Director Blair Treu, whose credits include 18 episodes of TV's "Chicken Soup for the Soul," tries to up the ante in the middle of the movie with a near-tragedy, but by this point the film has established itself as innocuous and its characters as noble, so there is little surprise and even less at stake.
"You can't keep secrets about yourself and lead a true life," advises Emily's music teacher, (Vivica A. Fox). This wise sentiment is typical of the film's motives. One can hardly argue with the desire to make a wholesome movie for families that extols honesty and decency, but it all comes too easily, too superficially.
Moral lessons, after all, usually come out of more than just a confession about some busted bric-a-brac.
2 stars (out of 4)
"Little Secrets"
Directed by Blair Treu; written by Jessica Barondes; photographed by Brian Sullivan; edited by Jerry Stayner; music by Sam Cardon; production design by Gary Griffin Constable; produced by Blair Treu, Don Schain. An IDP release; opens Friday, Aug. 23. Running time: 1:47. MPAA rating: PG (thematic elements).
"There are a lot of movies out there made for fourteen-year-old boys, a ton of movies made for six-year-old kids, this movie is made for ten-year-old girls and for what it is, I really like it."
-- Richard Roeper, EBERT & ROEPER
The Hollywood Reporter
Little Secrets
Aug. 23, 2002
By Frank Scheck
NEW YORK -- While family films of any sort are to be encouraged in this day and age, it's unfortunate that the current crop seems to veer between vulgarized big-screen versions of television cartoons and low-budget efforts that seem far better suited to the Hallmark Channel. "Little Secrets," a sweet, innocuous and utterly bland family drama, is a prime example of the latter, and its theatrical release should receive some attention only because of the performance by Evan Rachel Wood in the starring role. This talented young actress also appears in the Al Pacino starrer "Simone," also opening today.

**Extracted material**
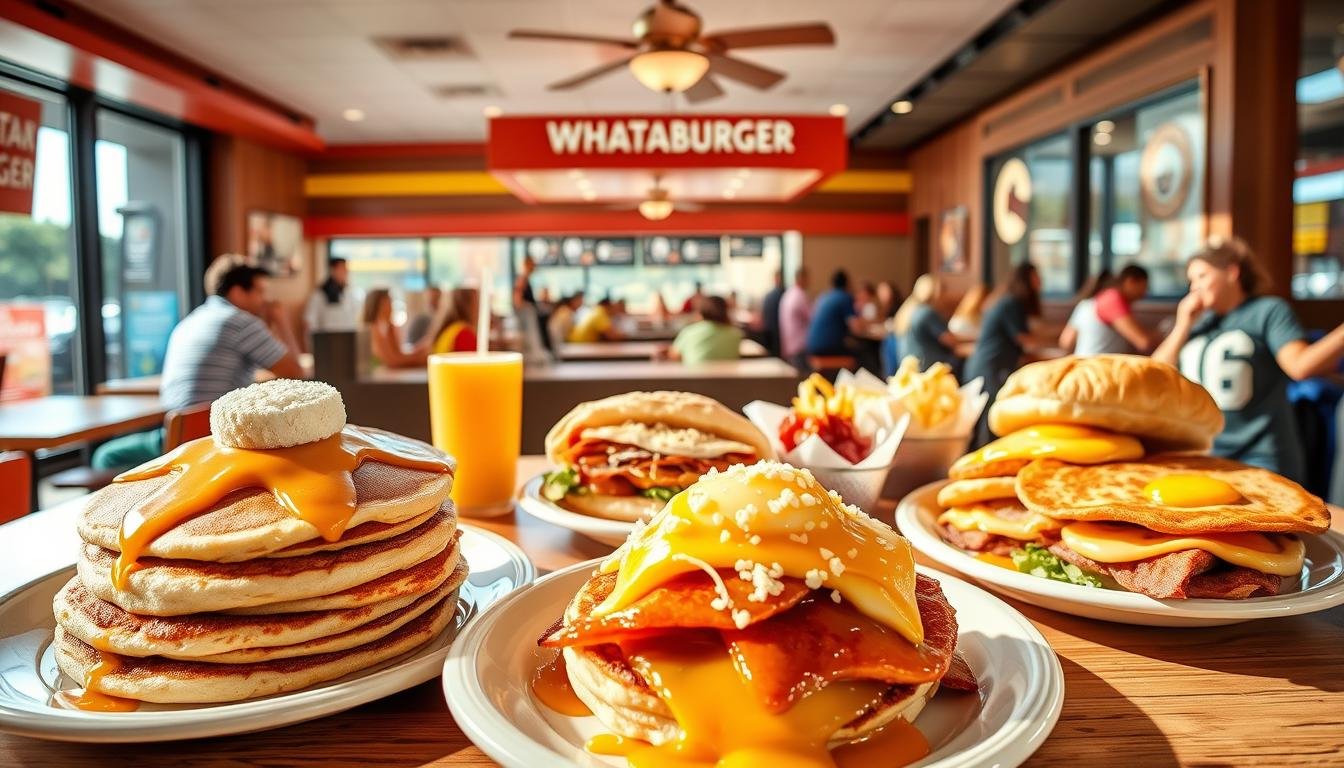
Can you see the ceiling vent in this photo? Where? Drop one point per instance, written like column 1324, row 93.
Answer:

...

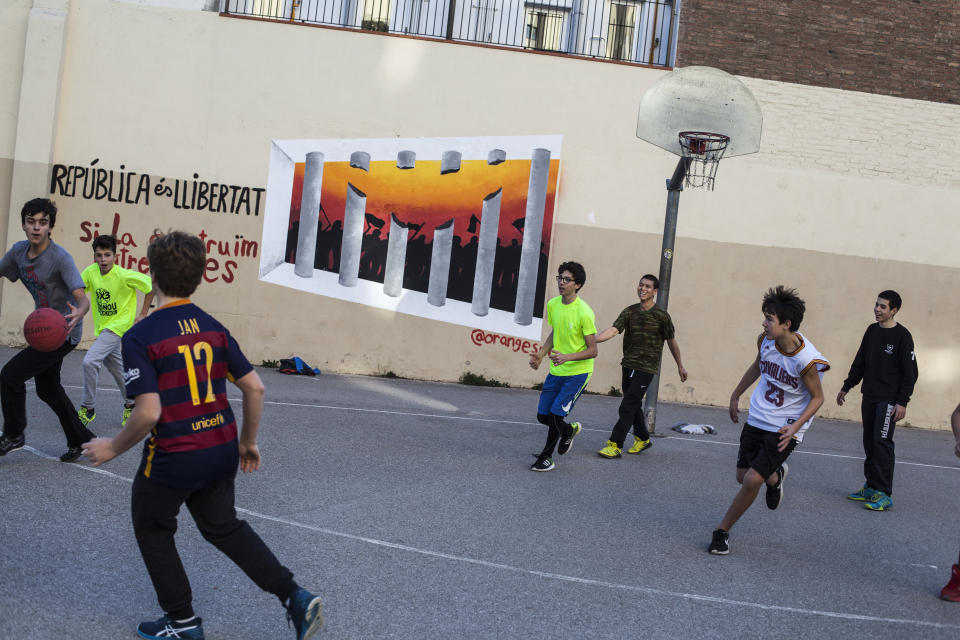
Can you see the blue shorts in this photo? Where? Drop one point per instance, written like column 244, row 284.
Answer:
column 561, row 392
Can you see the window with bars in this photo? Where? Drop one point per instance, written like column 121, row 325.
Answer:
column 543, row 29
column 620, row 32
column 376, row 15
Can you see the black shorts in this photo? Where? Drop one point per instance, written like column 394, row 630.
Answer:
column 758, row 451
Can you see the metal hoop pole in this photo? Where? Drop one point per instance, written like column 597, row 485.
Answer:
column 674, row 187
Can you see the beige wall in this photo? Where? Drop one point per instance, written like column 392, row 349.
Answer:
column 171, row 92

**Work order 1**
According to the Little Secrets reviews, who wrote the film?
**Work order 2**
Transcribe the part of the Little Secrets reviews starting at "Director Blair Treu, whose" and ending at "stars (out of 4)".
**Work order 3**
Go on with the Little Secrets reviews from the point where they stop.
The lines are separate material, unrelated to the Little Secrets reviews.

**Answer box 1**
Jessica Barondes

**Answer box 2**
Director Blair Treu, whose credits include 18 episodes of TV's "Chicken Soup for the Soul," tries to up the ante in the middle of the movie with a near-tragedy, but by this point the film has established itself as innocuous and its characters as noble, so there is little surprise and even less at stake.
"You can't keep secrets about yourself and lead a true life," advises Emily's music teacher, (Vivica A. Fox). This wise sentiment is typical of the film's motives. One can hardly argue with the desire to make a wholesome movie for families that extols honesty and decency, but it all comes too easily, too superficially.
Moral lessons, after all, usually come out of more than just a confession about some busted bric-a-brac.
2 stars (out of 4)

**Answer box 3**
Wood, so impressive in the recently canceled ABC series "Once and Again," is a luminous screen presence. Unfortunately, both she and the filmmakers here seem acutely aware of it, with lengthy and intense close-ups lavished on her at every opportunity. She plays Emily, a violin whiz who sacrifices the pleasures of summer camp in order to stay home and practice for an upcoming competition.
Emily also considers herself good at keeping secrets so, aping Lucy in the "Peanuts" comics, she opens up a booth in the back yard where the neighboring children can come and confess their transgressions. At first the practice is both fun and profitable, but Emily soon finds that keeping secrets is not as easy as she thought. Complicating matters even further is her burgeoning attraction to the cute older brother of a boy who has moved in next door.
A lot of things happen during the course of the film, but the intricate plot developments are conveyed in such perfunctory and undramatic fashion that maintaining interest is a difficult chore. The cast of young performers has been directed to perform in as cutesy a fashion as possible, and the adults -- with the exception of the always lively Vivica A. Fox as a neighbor with troubles of her own -- aren't much better.
Yes, the film delivers wholesome messages about the importance of friendship, family, honesty, etc. But, as demonstrated here, good intentions don't necessarily make for compelling storytelling.